■ Ausgewählter Textauszug:
* * * * * * * * *
Internationale Besetzung
Das international besetzte Symposion folgte dieser
Aufgabenstellung: Statt bewegte Bilder alleine in der
Perspektive einer Vorgeschichte des Films wahrzunehmen,
sollten die wechselvollen Verflechtungen von apparativen
Gegebenheiten, phy-siologischen Untersuchungen,
experimentellen Anordnungen, technischen Erfindungen und
ästhetischen Effekten zur Sprache kommen. Die Beiträge
skizzierten die Entwicklung vom Daumenkino zum Kino (Prof.
Mary Ann Doane, Rhode Island, USA), hinterfragten, wie sich
die Apparaturen bewegter Bilder zu den heutigen
autovisuellen Medien verhalten (Prof. Frank Kessler,
Utrecht) oder schlugen einen philosophischen Bogen von der
Auseinandersetzung mit der optischen Täuschung bei Kant zu
der transzendenten Perspektive eines Johann Heinrich
Lambert.
Radikaler Bruch
Dabei zeigten die Tagungsbeiträge, dass die „Apparaturen
bewegter Bilder“ nicht von ihrer Bestimmung als „Appareil du
sens“ zu trennen sind. Technische Apparaturen, erläuterte
Christoph Hoffmann (Max-Planck-Institut, Berlin) am Beispiel
der stroboskopischen Experimente Joseph Plateaus, stellen
stets auch sinnesphysiologische Kulturmerkmale einer
bestimmten historischen Zeit dar. Die frühen visuellen
Medientechniken und ihre sequentiellen Bilder initiierten
einen radikalen Bruch mit den überkommenen Vorstellungen des
Sehens - und zwar vor der Erfindung der Photographie oder
gar des Films.
* * * * * * * * *
■ Extrahierte Zeilen:
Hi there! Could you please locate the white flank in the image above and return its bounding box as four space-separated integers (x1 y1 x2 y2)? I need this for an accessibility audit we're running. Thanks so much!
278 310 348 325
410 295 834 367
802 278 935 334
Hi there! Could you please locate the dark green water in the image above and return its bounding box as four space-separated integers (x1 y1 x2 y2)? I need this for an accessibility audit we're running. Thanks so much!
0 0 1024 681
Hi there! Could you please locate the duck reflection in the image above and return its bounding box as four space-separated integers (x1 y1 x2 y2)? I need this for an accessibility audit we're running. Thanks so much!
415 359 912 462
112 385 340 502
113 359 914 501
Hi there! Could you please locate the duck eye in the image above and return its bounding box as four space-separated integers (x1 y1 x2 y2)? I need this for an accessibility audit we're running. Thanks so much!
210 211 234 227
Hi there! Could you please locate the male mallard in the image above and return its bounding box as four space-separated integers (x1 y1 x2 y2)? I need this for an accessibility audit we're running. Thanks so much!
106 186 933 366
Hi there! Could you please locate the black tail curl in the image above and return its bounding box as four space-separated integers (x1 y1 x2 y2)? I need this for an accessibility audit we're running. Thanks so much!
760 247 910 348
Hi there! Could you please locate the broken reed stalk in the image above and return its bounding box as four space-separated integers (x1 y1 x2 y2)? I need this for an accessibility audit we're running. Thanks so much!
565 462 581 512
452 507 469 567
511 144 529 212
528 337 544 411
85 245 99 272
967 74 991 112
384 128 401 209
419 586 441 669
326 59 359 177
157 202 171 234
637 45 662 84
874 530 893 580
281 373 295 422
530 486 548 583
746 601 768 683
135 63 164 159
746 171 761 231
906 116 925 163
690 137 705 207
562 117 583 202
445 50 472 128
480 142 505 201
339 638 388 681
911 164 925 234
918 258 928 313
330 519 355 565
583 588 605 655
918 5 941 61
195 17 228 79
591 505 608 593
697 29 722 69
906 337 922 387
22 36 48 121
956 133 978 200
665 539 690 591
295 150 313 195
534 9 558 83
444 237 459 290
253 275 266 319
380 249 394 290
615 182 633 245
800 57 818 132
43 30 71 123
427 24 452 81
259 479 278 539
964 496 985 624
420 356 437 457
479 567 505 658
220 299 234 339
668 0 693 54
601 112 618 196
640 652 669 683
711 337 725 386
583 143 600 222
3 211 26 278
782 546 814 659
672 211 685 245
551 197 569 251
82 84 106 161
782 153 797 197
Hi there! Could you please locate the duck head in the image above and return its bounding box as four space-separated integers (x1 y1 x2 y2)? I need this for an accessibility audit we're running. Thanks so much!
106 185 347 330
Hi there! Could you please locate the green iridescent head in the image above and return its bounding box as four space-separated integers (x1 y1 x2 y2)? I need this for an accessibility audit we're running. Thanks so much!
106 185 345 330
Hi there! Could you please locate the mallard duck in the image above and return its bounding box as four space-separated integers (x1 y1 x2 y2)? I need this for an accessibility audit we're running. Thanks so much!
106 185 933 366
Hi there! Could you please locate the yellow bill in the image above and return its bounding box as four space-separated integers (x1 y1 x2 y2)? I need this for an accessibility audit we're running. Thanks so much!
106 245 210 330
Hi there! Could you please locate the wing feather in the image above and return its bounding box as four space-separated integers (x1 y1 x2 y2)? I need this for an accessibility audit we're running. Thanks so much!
* * * * * * * * *
■ Aufgabenstellung:
Nenne alle Personen, die im ausgewählten Textauszug namentlich vorkommen.

■ Lösung:
- Mary Ann Doane
- Frank Kessler
- Kant
- Johann Heinrich Lambert
- Christoph Hoffmann
- Joseph Plateau